* Goal: Which lines in the data below contain the word "point"? Gather every one of them and copy each line in full.

* Provided records:
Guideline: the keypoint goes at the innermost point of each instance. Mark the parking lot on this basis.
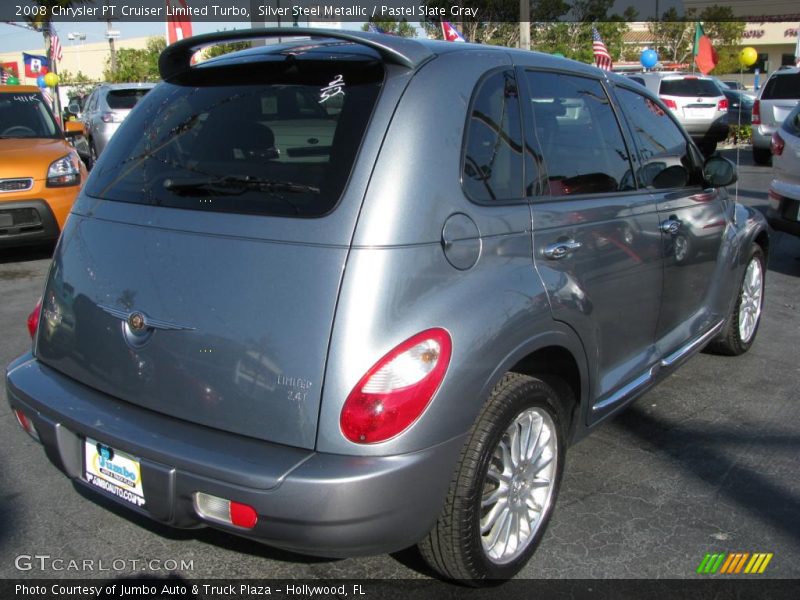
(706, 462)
---
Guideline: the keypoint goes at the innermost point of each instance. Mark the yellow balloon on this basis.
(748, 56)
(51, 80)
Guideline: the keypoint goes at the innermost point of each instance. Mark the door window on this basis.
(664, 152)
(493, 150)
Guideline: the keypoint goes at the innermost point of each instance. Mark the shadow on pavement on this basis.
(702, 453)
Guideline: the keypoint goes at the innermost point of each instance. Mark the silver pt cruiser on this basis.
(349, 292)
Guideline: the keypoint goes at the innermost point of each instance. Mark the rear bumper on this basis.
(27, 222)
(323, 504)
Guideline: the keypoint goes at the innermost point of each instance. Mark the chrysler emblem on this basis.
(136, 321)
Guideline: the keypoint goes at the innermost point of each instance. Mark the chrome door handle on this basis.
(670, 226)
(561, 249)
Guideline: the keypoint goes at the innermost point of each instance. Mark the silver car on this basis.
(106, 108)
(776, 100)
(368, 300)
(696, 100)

* Solution to this task:
Guideline: the keypoint goes at the innermost point of each instance. Mark the parking lot on this basis.
Guideline: the keypoint goes at the innermost point of each instance. Mark the yellow balloon on this basis.
Guideline: the keypoint goes at the innermost point of each instance. Mark the door window on this basis.
Guideline: the keypoint goes at the innermost point of each instance. Mark the shadow on pavement on this basis.
Guideline: the keypoint goes at the innermost point of each instance. Mark the silver pt cruiser on this basis.
Guideline: the keypoint goes at the innermost point of each instance. Mark the rear bumper on this basis.
Guideline: the keypoint goes at the innermost point of each instance. Mark the chrysler emblem on this basis.
Guideline: the keypoint goes at the innermost point of each instance. Mark the chrome door handle on this basis.
Guideline: the keypoint goes at the innermost point of each instance. Mark the silver car on this basis.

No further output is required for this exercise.